Dear list members,
My company runs a large scale deployment (hundreds of JVMs) based on Akka, deployed in different regions globally, while some of the services are communicating using Akka Remoting (TCP, not artery).
As it goes, global cloud deployments suffer from occasional disconnections between different regions, total disconnections or severe packet loss. We expect things to be shaky while network disruption happens, but we also expect everything to go back to normal, when storm passes.
Observing the logs we see many instances of the following:
Tried to associate with unreachable remote address [akka.tcp://systemName b@192.168.236.12:2558]. Address is now gated for 5000 ms, all messages to this address will be delivered to dead letters. Reason: [The remote system has quarantined this system. No further associations to the remote system are possible until this system is restarted.]
AssociationError [akka.tcp://com-company-resource-sip@192.168.222.36:2558] -> [akka.tcp://systemName@192.168.236.11:2558]: Error [Invalid address: akka.tcp://M systemName@192.168.236.11:2558] [ akka.remote.InvalidAssociation: Invalid address: akka.tcp://systemName@192.168.236.11:2558 Caused by: akka.remote.transport.Transport$InvalidAssociationException: The remote system has quarantined this system. No further associations to the remote system are possible until this system is restarted. ]
Reading Akka Remoting documentation, those errors mean that the two remote actor system in question would never be able to communicate with each other, unless the systems are restarted.
What is a proper expected way of recovering from those situations? It does not sound logical to me that I need to restart all nodes of the system every time network disconnection occurs, what am I missing here?
Thanks in advance for your replies.
Regards,
Dima Gutzeit
####################
(Brief)
Copy the Akka Remoting post word for word, from "What is a proper" to "for your replies.".

(Dataset content)
####################
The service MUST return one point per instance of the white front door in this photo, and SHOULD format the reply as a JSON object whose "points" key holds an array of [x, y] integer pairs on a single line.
####################
(Result)
What is a proper expected way of recovering from those situations? It does not sound logical to me that I need to restart all nodes of the system every time network disconnection occurs, what am I missing here?
Thanks in advance for your replies.